_Document excerpt_
■ ■ ■

The recent failed debt sale in China – How will it impact overall interest rates in the country?

In a news article published on June 14, 2013, it was reported that China’s Finance Ministry failed to sell all the government debt for the first time in 23 months due to a cash squeeze which if not checked, could result in a massive slowdown in the world’s second-largest economy. The impact could be far reaching in terms of accessing business loans, mortgage loans, etc. to finance an already debt-induced country.

In the June 14 Bloomberg news article, it was also reported that the Finance Ministry sold approximately 9.5 billion Chinese Yuan (USD 1.55 billion) of its 273-day bills, less than the 15.0 billion Yuan target. This is according to information obtained from Chinabond, one of the country’s largest bond-clearing house. A week ago, the Agricultural Development Bank of China Co. raised approximately 11.5 billion Yuan in a sale of six-month bills, which is less than the 20.0 billion target.

The latest revelation of one of the causes of the cash crunch was reportedly linked to banks hoarding cash to meet the quarter-end capital requirements just when monetary conditions are relatively loose as a result of the worldwide economic slowdown, along with the US Federal Reserve hinting at possibly withdrawing its so-called ‘punchbowl’ if economic conditions in the country stabilised, in terms of a downward trend on the monthly unemployment figures in the United States, and return to somewhat of an upside trajectory economic growth going forward including production, housing, inflation growth in general, etc.

The cash crunch occurring in China is likely to strengthen the debate over the future projections of China’s growth going forward. In a June 14, 2013 Goldman Sachs research report on China’s growth for the next five years or so, its economists are forecasting average GDP growth of 6.0 percent, followed by a larger than expected slowdown of the economy in 2020 to an average estimate of 4.5 percent. This statistic is quite significant as it points to a much bigger issue over China’s ability to support world growth on a sustainable basis if the worldwide economic slowdown that everyone is facing now will prolong. The rate of US growth is positive, and is expected to average at approximately 2.0 percent to 3.0 percent. For Europe, the World Bank is forecasting negative growth. Other Asian regions including India is also facing a slowing economy, high current account deficits, and a relatively overvalued Indian Rupee currency, which in recent days made significant news regarding the rapidly declining value of the Indian Rupee against the US Dollar.

■ ■ ■

_Material supplied_
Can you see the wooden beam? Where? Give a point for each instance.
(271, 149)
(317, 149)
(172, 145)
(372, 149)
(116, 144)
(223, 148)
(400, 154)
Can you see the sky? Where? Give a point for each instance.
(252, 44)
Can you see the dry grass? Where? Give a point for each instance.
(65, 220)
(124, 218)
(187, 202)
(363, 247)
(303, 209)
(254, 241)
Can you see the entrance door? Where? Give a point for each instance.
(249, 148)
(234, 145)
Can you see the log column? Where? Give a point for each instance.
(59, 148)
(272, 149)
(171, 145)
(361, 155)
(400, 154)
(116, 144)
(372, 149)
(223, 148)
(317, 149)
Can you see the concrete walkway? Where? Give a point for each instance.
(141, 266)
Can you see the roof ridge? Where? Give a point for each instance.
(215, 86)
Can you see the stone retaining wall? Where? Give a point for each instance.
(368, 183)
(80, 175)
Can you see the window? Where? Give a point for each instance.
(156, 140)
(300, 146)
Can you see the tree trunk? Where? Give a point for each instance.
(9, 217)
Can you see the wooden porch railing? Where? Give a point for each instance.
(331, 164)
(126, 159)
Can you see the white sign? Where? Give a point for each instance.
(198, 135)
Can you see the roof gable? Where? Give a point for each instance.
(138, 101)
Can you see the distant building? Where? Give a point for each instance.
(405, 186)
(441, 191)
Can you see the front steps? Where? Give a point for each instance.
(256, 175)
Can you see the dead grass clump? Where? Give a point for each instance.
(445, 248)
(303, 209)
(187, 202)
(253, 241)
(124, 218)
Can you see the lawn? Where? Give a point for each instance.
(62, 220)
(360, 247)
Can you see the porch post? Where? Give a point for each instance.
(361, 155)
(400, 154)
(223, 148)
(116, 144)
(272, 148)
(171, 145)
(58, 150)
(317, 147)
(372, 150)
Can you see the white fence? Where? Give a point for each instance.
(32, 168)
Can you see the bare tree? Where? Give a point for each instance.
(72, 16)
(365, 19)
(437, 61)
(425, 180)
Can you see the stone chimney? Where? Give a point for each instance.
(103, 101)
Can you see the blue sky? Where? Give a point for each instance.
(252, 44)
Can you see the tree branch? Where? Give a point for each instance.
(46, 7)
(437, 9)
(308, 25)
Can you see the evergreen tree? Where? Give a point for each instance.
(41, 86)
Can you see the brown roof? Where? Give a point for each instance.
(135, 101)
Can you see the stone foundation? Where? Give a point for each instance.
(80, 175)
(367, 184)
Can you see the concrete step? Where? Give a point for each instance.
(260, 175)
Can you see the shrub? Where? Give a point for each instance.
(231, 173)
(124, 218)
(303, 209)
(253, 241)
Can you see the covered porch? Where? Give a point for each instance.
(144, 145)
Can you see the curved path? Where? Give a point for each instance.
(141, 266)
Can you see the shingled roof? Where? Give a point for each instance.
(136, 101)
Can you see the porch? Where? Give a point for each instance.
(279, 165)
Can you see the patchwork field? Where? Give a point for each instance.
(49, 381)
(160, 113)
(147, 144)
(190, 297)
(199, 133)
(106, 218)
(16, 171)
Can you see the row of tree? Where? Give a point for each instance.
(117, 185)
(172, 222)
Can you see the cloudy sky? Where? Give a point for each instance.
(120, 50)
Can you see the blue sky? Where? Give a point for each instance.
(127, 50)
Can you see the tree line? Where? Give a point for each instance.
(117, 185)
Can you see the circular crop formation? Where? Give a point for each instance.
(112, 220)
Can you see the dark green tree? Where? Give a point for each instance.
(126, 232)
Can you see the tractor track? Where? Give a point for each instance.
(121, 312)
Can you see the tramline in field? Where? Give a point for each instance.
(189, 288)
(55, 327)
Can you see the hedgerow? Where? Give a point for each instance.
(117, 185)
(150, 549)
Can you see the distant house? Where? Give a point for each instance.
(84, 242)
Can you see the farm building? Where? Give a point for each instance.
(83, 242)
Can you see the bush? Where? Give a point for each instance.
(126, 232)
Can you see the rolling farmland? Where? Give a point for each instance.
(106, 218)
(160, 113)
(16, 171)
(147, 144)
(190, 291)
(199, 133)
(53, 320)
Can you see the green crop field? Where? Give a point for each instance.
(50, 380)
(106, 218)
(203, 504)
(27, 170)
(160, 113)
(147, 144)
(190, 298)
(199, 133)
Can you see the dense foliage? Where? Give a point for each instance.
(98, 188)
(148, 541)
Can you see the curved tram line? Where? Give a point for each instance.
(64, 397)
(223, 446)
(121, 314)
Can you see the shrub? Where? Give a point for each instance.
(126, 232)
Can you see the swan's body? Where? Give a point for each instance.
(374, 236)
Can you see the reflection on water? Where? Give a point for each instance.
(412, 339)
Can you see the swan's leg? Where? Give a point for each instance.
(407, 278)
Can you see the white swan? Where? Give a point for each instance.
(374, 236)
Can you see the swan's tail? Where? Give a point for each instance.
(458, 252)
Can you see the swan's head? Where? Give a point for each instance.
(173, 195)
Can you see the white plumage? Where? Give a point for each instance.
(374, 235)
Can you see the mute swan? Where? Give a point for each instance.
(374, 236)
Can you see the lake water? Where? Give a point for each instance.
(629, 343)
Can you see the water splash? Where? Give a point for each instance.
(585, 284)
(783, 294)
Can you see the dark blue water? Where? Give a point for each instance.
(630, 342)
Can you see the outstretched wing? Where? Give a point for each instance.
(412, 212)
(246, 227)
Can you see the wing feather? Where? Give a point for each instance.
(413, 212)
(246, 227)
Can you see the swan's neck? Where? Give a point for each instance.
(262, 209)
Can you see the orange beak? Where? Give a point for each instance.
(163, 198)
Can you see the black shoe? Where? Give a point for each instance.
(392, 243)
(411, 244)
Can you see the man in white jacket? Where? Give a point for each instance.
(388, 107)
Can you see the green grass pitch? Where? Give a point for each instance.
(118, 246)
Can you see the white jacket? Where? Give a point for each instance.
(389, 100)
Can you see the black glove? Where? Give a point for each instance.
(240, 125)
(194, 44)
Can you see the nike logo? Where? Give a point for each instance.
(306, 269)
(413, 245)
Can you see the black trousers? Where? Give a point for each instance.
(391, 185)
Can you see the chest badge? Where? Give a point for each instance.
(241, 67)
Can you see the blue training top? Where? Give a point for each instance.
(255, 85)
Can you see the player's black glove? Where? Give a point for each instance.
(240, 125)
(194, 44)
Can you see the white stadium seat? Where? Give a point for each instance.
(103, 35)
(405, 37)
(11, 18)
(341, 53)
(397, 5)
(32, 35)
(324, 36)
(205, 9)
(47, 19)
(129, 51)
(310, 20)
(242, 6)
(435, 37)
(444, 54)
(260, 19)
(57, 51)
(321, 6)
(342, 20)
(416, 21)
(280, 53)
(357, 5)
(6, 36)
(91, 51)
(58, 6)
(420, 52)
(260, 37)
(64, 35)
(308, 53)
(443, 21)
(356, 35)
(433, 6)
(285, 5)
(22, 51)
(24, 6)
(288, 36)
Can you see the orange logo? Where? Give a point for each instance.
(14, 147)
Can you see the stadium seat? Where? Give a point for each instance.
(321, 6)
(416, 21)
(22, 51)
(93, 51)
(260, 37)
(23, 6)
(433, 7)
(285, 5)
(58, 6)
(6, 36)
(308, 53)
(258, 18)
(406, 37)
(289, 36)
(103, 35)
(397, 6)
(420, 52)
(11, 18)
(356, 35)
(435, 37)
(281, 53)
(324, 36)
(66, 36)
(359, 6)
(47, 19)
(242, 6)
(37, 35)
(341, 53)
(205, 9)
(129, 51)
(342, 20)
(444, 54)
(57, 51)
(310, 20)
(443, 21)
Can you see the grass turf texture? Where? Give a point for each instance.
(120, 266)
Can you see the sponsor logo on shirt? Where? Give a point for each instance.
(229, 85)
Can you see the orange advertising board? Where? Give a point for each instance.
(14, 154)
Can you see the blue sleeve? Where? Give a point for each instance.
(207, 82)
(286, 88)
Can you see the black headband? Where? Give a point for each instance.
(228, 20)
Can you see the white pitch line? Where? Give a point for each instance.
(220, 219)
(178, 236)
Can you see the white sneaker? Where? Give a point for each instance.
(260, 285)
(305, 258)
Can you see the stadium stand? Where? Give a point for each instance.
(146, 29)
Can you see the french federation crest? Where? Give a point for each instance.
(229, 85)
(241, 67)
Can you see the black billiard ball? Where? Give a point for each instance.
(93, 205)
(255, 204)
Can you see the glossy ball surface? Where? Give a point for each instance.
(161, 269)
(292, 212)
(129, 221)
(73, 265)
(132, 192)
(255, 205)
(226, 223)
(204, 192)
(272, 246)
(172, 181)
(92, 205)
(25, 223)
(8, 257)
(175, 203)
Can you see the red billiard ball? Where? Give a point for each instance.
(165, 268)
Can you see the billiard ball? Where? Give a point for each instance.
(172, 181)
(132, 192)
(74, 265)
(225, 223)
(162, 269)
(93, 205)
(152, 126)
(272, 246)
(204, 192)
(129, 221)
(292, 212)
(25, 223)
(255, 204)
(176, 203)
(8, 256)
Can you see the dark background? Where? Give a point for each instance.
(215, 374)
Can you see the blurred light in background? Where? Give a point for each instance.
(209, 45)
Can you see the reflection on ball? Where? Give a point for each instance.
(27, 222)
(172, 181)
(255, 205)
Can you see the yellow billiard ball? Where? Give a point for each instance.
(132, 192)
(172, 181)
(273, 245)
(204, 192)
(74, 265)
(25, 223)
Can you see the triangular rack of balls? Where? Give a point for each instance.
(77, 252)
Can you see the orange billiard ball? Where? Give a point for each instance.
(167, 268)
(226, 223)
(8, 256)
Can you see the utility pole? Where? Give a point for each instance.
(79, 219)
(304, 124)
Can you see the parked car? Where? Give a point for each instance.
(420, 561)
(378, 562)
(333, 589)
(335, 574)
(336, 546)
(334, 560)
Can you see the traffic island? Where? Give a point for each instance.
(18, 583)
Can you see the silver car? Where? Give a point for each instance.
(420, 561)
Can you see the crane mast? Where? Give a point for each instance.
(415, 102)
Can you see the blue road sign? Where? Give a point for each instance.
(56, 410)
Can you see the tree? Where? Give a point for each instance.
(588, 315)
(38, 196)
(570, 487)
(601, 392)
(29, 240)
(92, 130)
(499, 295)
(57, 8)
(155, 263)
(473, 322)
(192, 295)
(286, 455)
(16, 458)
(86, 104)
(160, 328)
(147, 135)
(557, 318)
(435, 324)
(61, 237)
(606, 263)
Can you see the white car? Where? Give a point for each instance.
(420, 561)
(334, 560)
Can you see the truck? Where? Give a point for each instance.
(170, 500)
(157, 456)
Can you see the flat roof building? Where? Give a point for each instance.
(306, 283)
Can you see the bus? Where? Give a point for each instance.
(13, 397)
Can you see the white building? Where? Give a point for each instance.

■ ■ ■

_What needs to be done_
Translate this sentence from the article on China's failed debt sale into Spanish: "The rate of US growth is positive, and is expected to average at approximately 2.0 percent to 3.0 percent." The records have no connection to the text.

_Written response_
La tasa de crecimiento de EE. UU. es positiva y se espera que promedie aproximadamente entre el 2,0 y el 3,0 por ciento.